YOUR GOAL:
Copy out each of the items below word for word, line by line, with nothing changed.

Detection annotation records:
▶

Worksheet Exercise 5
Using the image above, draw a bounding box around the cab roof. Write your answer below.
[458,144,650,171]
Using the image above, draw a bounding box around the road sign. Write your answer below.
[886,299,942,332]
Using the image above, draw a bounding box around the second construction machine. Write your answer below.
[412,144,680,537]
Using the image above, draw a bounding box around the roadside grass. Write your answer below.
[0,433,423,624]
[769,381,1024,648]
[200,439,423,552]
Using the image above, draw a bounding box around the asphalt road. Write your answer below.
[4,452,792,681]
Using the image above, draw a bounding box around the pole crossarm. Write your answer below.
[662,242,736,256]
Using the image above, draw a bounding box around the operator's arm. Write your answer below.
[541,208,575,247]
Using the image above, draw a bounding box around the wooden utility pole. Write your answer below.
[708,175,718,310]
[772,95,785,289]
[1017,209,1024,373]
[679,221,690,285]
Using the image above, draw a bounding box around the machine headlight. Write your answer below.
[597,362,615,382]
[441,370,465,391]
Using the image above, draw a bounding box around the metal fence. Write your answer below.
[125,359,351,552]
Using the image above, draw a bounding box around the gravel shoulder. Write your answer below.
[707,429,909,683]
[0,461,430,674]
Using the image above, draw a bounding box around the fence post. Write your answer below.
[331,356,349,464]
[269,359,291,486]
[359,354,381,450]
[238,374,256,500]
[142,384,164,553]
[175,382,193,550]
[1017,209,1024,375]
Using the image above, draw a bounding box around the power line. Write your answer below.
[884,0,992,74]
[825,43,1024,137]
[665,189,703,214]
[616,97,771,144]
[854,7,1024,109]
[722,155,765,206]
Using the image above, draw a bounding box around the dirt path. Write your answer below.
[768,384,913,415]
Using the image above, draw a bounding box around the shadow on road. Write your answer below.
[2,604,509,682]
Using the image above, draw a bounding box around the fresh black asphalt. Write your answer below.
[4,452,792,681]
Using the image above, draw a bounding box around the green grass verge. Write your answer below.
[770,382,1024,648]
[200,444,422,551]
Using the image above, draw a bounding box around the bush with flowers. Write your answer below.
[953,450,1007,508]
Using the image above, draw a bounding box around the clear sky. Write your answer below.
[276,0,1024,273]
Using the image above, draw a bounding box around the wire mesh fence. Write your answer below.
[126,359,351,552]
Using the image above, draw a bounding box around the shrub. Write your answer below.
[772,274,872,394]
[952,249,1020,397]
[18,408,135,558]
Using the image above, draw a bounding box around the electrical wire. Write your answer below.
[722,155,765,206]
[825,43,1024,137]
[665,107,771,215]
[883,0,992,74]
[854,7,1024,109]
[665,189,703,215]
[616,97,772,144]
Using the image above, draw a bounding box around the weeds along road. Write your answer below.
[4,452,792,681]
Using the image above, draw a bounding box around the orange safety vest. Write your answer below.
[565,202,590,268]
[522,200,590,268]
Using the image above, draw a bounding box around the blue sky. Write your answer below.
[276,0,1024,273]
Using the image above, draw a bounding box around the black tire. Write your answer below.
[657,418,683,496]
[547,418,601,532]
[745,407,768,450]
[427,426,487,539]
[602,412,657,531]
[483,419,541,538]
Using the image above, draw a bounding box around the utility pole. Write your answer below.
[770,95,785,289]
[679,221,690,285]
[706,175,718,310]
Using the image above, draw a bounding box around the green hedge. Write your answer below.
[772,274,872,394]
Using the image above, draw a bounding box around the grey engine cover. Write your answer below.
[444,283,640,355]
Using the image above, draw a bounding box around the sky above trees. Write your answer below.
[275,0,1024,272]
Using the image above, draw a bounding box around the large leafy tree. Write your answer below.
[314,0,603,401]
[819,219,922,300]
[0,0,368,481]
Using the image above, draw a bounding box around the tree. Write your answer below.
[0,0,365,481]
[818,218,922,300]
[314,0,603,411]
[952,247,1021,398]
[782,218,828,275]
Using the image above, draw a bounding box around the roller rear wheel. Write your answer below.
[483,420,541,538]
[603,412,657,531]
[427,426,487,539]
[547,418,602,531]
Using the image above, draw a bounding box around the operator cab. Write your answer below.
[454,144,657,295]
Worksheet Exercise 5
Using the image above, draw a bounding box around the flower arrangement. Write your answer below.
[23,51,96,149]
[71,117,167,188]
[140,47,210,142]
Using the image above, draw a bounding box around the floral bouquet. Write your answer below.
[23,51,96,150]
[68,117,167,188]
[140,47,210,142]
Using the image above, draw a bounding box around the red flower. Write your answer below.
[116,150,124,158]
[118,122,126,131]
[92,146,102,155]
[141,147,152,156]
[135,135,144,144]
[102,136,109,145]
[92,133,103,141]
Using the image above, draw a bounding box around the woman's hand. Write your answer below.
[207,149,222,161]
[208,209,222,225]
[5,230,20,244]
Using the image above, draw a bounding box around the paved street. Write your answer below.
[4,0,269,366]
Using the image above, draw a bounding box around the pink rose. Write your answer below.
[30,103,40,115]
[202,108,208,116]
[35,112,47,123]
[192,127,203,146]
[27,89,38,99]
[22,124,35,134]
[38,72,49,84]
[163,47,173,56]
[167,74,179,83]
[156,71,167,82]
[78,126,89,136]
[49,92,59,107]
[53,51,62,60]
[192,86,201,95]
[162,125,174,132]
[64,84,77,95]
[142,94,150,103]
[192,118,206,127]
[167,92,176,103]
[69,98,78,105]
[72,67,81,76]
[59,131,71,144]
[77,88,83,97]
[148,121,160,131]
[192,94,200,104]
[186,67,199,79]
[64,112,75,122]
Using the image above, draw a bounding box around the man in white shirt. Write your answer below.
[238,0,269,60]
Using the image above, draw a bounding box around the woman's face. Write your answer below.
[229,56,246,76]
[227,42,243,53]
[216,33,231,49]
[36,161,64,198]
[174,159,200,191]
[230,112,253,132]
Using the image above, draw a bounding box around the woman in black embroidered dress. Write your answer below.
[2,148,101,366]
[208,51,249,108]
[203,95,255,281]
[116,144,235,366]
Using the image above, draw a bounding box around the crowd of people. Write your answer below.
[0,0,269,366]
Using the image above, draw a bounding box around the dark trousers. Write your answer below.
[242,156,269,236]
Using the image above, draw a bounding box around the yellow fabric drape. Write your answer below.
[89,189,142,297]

◀

RESPONSE TO THE TASK:
Worksheet Exercise 5
Using the image above, draw a bounding box around the cab roof. Write your answer below.
[458,144,650,171]
Using the image above, draw a bounding box around the road sign. Write your answer below.
[886,299,942,332]
Using the image above, draw a bounding box around the second construction machine. Write your answer below.
[412,144,680,537]
Using the image above, draw a bounding box around the roadside grass. Write your answer below.
[0,433,423,624]
[769,381,1024,648]
[200,439,423,552]
Using the image above, draw a bounding box around the asphalt road. Write your answer below.
[4,452,792,681]
Using the image above, draw a bounding box around the pole crossarm. Write your answer below.
[662,242,736,256]
Using the image above, draw a bounding box around the operator's arm. Write your answer below.
[541,208,575,247]
Using the image above, draw a bounding box around the wooden utility pole. Write your answer below.
[708,175,718,310]
[772,95,785,289]
[1017,209,1024,373]
[679,221,690,285]
Using the image above, draw a bounding box around the machine headlight. Write your answer below.
[597,362,615,382]
[441,370,465,391]
Using the image above, draw a bounding box around the metal fence. Write your answer below.
[125,359,351,552]
Using the image above, draw a bounding box around the gravel shoulder. Write your answer below.
[707,429,909,683]
[0,461,430,674]
Using the image above, draw a bounding box around the fence post. Write your answer below.
[331,356,349,464]
[269,359,291,486]
[359,354,381,450]
[238,374,256,500]
[142,384,164,553]
[175,382,193,550]
[1017,209,1024,375]
Using the image above, draw a bounding box around the power line. Write your answer below.
[884,0,992,74]
[825,43,1024,137]
[665,189,703,214]
[616,97,771,144]
[854,7,1024,109]
[722,155,765,206]
Using the image above, draw a bounding box around the dirt path. Write your answer below.
[768,384,913,415]
Using the image above, draw a bounding box around the shadow on road. Write your answer below.
[2,604,509,682]
Using the image above, draw a bounding box around the fresh black asphalt. Write your answer below.
[4,452,792,681]
Using the image above, draw a bounding box around the green grass verge. Write your answer below.
[770,382,1024,648]
[200,444,422,551]
Using the image above, draw a bounding box around the bush with flowers. Write your answer below.
[953,450,1007,508]
Using the image above, draw a bounding box around the clear sky. Write your answer below.
[276,0,1024,273]
Using the image above, draw a bounding box around the wire mesh fence. Write your answer below.
[126,359,351,552]
Using the image above, draw a bounding box around the shrub. Write your answer below.
[772,274,872,394]
[952,249,1020,397]
[18,408,135,558]
Using the image above, draw a bounding box around the electrical wire. Write your answer below.
[722,155,765,206]
[825,43,1024,137]
[665,107,771,215]
[883,0,992,74]
[854,7,1024,109]
[665,189,703,215]
[616,97,772,144]
Using the image above, draw a bounding box around the weeds along road. Write your answer below.
[4,452,792,681]
Using the image above, draw a bounding box around the orange safety vest. Write your answer below.
[565,202,590,268]
[522,200,590,268]
Using the image above, draw a bounding box around the blue sky. Write your answer below.
[276,0,1024,273]
Using the image above, draw a bounding box around the black tire. Write your answer below.
[657,418,683,496]
[547,418,601,532]
[745,407,768,450]
[427,426,487,539]
[602,412,657,531]
[483,419,541,538]
Using the image above, draw a bounding box around the utility pole. Write your answer below.
[770,95,785,289]
[679,221,690,285]
[706,175,718,310]
Using the image above, draw a bounding box around the green hedge. Write your answer below.
[772,274,872,394]
Using the image above, draw a bounding box around the grey engine cover. Write your answer below.
[444,283,640,355]
Using the image above, draw a bounding box around the sky above trees. Write your answer below.
[275,0,1024,272]
Using the image above, draw a bounding box around the large leafy tree. Write your answer below.
[314,0,603,401]
[819,219,922,300]
[0,0,368,481]
Using the image above, draw a bounding box around the tree. Write your answer below.
[0,0,365,481]
[818,218,922,300]
[314,0,603,411]
[952,247,1021,398]
[782,218,828,275]
Using the image above, draw a bounding box around the roller rear wheel. Write your answer below.
[483,420,541,538]
[603,412,657,531]
[427,426,487,539]
[547,418,602,531]
Using the image above, draw a bounding box around the operator cab. Write your answer below.
[454,144,657,295]
Worksheet Exercise 5
Using the image above, draw a bounding box around the flower arrangement. Write your answer below.
[23,51,96,149]
[71,117,167,188]
[140,47,210,142]
Using the image above, draw a bounding box around the floral bouquet. Write your answer below.
[23,51,96,150]
[68,117,167,188]
[140,47,210,142]
Using the image above, draw a bounding box around the red flower. Write your answer below.
[116,150,124,158]
[118,122,126,131]
[92,146,102,155]
[141,147,152,156]
[135,135,144,144]
[102,136,109,145]
[92,133,103,141]
Using the image above, draw a bounding box around the woman's hand. Write your answer below.
[207,149,222,161]
[208,209,222,225]
[5,230,20,244]
Using the image above, draw a bounding box around the paved street. Write your answer below.
[4,0,269,366]
Using the image above, draw a bounding box around the pink rose. Write your answer below.
[30,103,40,115]
[202,108,208,116]
[35,112,47,123]
[192,127,203,146]
[27,89,38,99]
[22,124,35,134]
[38,72,49,84]
[163,47,173,56]
[167,74,179,83]
[156,71,167,82]
[78,126,89,136]
[49,92,59,107]
[53,51,62,60]
[192,86,201,95]
[162,125,174,132]
[64,84,77,95]
[142,94,150,103]
[192,118,206,127]
[167,92,176,103]
[69,98,78,105]
[72,67,81,76]
[59,131,71,144]
[77,88,83,97]
[148,121,160,131]
[192,94,200,104]
[186,67,199,79]
[64,112,75,122]
Using the image above, draw a bounding box around the man in white shirt. Write your answer below.
[238,0,269,60]
Using the image above, draw a bounding box around the woman's face. Write your answer below.
[229,56,246,76]
[227,42,243,53]
[216,33,231,49]
[36,161,64,198]
[174,159,200,191]
[230,112,253,132]
Using the image above, draw a bounding box around the woman in black embroidered dress. Write your answer below.
[2,148,101,366]
[208,51,249,108]
[203,95,255,281]
[116,144,235,366]
Using the image above, draw a bounding box around the crowd of people. Write your answer below.
[0,0,269,366]
Using the image above, draw a bounding box around the dark trousers. Write your answer below.
[242,156,269,236]
Using the image above, draw a bounding box around the yellow fabric drape. Write your answer below.
[89,189,142,297]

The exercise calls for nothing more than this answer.